### Extract to read
Intel To Kill Off The Desktop As We Know It?

And in my experience, most people that are given a tablet as a laptop replacement, quickly ask for the laptop back. They are a pain when it comes to real work still.

Yeah but for home use.

I have seen many of my customers move to tablets and the laptop sits gathering dust.

The small business folks are still using the PCs/laptops but the domestic market is dying off hardware wise.

Folks are in denial if they think otherwise.

Take me for instance. I was sat most evenings with one of my laptops.

Three months ago I bought a Playbook for pennies.

The laptops now all sit there with flat batteries. Sure I still do all my daily work from my desktop work PC but 99% of my domestic stuff is now done on tablet.
 
"Intel To Kill Off The Desktop As We Know It?"
i was actually concerned with the headline until i saw it was on cnet. They run bogus shit like that all the time, because they have been losing readers for years. Unless every business in the world decides to run tablets, this is not happening any time soon. However, at the consumer level things are diff. If it was not for me and my gaming habit, we would not have any desktops in our house.
 
The article is wrong. I assure you that mobile processors (as in laptops) are not soldered to the circuit board. I know this from actually working on laptops.

Yes, and no. Apple's more recent notebooks have all had soldered CPUs. And, even though the market for VIA chipsets is miniscule, some of VIA's more recent MOBO/CPU combos have been soldered.

Is nice for the size factor, but would make it so that the most valuable piece which could be switched out in a notebook PC before would be unchangeable now. Also: MOBO goes, you pretty much are buying a new laptop.

I don't like this.
 
I see the sad future as a shift to "web appliances" for a lot of people.
There will be a niche for power users (animators, video editors) etc, but this will be a small niche compared to the majority of people that are doing data entry and reporting of some sore.
That kind of computing is moving to web based "cloud" computing.
 
I see the sad future as a shift to "web appliances" for a lot of people.
There will be a niche for power users (animators, video editors) etc, but this will be a small niche compared to the majority of people that are doing data entry and reporting of some sore.
That kind of computing is moving to web based "cloud" computing.

Yeah I'm continually surprised that how many on this forum somehow get the impression they and others like them are some kind of valuable/sizable proportion of the whole worlds IT community. When in fact they are probably less than half of 1%.

Sure they make a lot of noise but in terms of most corps revenue, pretty negligible.
 
There certainly is likely to be a convergence between mobile and desktop CPUs as the mainstream desktop actually does "die" some time in the future. Whether that's coming in a year-ish time frame is pretty unlikely. I do think the lowering of mainstream desktop TDPs is paving the way for this. Certainly some manufacturers, particularly like Apple with very few SKUs, will choose BGA SoCs and solder them on the board, but other manufacturers have 1) many SKUs using dozens of CPU models and 2) require flexibility that sockets provide for just in time manufacturing. Sockets aren't going anywhere for years because of that.

Enthusiasts are a separate category. For Intel to not make variants which cater to that segment is unlikely to end. Whether that's the repurposing of server chips (a la LGA1366), or simply using the "convergence chips" at higher clock speed and more power (ex: 35W higher end "mobile" chip @ 75W and much higher clock speed, with a heatspreader).

### Dataset section
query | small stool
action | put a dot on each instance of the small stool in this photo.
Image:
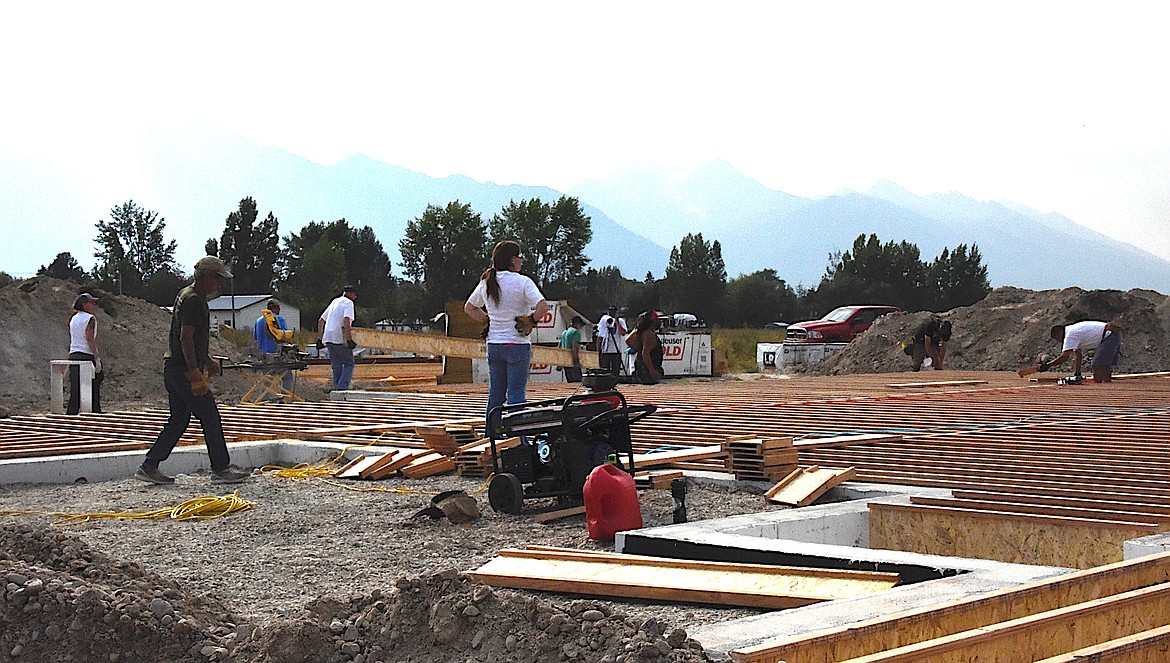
(59, 370)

### Required tasks
a: In the forum discussion about Intel and the desktop, what did one poster buy three months ago for pennies?
b: Carry on the forum discussion about Intel and the desktop from its final sentence.

### The answers
a: A Playbook.

b:
Other than tin foil hat theories, which are just silly, I don't see a single compelling reason that Intel would ditch sockets soon. One of the silliest claims is charlie's which he writes is that Skylake would "bring back" sockets. :rolleyes:
 
qm.gif
 
Intel just did a sony timer.

Dead MB = change MB + CPU.

thats fucked up man.
 
Well if intel does kill it off that will make AMD the leader in the desktop market. Good god that would be scary.
 
The article is wrong. I assure you that mobile processors (as in laptops) are not soldered to the circuit board. I know this from actually working on laptops.

I don't think your talking "mobile' in the same sense. I believe it's in refence to smaller devices like smart phones.

I really cannot imagine this taking place in the 'full size board non-mobile' world. Mother board makers would have to create 1 of every possible configuration or wittle down thier offerings to a small and restricted catalog. I can see the sense in it but unless the desktop market really has collapsed I think it'll never happen.
 
I don't think your talking "mobile' in the same sense. I believe it's in refence to smaller devices like smart phones.

I really cannot imagine this taking place in the 'full size board non-mobile' world. Mother board makers would have to create 1 of every possible configuration or wittle down thier offerings to a small and restricted catalog. I can see the sense in it but unless the desktop market really has collapsed I think it'll never happen.

Thing is they could just sell one 2Ghz dual core machine and one 3Ghz quad core machine and it would cover 90% of folks out there.

Apple have shown folks are prepared to be happy with limited options.

All it has to do is look nice and desirable. Market it right and they will buy any old crap.

Would the general computing world really notice if Acer/Fujitsu and a few other manufacturers disappeared? Prices might go up but refer to my point on marketing.
 
There have been soldered cpus for decades, I don't see what the fuzz is about.

They've been doing this on the low-end for years.
I remember seeing 386sx chips soldered onto the motherboard, just like many of the netbooks with atom chips.
 
Yeah I'm continually surprised that how many on this forum somehow get the impression they and others like them are some kind of valuable/sizable proportion of the whole worlds IT community. When in fact they are probably less than half of 1%.
Sure they make a lot of noise but in terms of most corps revenue, pretty negligible.

Yeah, truth is web based apps are a win-win for the business bottom line.
It is enabling companies to move away from expensive per seat licence business software.
The primary software package my company used wasn't that good. It had some serious bugs that was always was to be fix in the next version (which you had to buy).
Amazing how software companies can get away with this kind of thing. The product don't work like promised and their response is "oh, buy the new version, that is fixed".
Since our company switch to web based apps, we went from 3 full time IT people to 1.
And he mainly supports the software and writes reports for it. PCs were replaced by pre-configured laptops. If one fails (or gets full of spyware) he hot swaps it with a freshly mirrored one. ;)
 
How does this benefit Intel? Intel is not producing its own motherboard. I believe Foxconn does it.
 
How does this benefit Intel? Intel is not producing its own motherboard. I believe Foxconn does it.

Yes but which fails more often? CPU or motherboard?

Think about it. I've never had a CPU fail, but had a few motherboards.

I've moved a CPU through several motherboards. If you BGA (whatever) it to the motherboard then its time to buy another whole unit.

Intel doesn't care as it would then still have a sale (its CPU) with every new computer purchased/replaced.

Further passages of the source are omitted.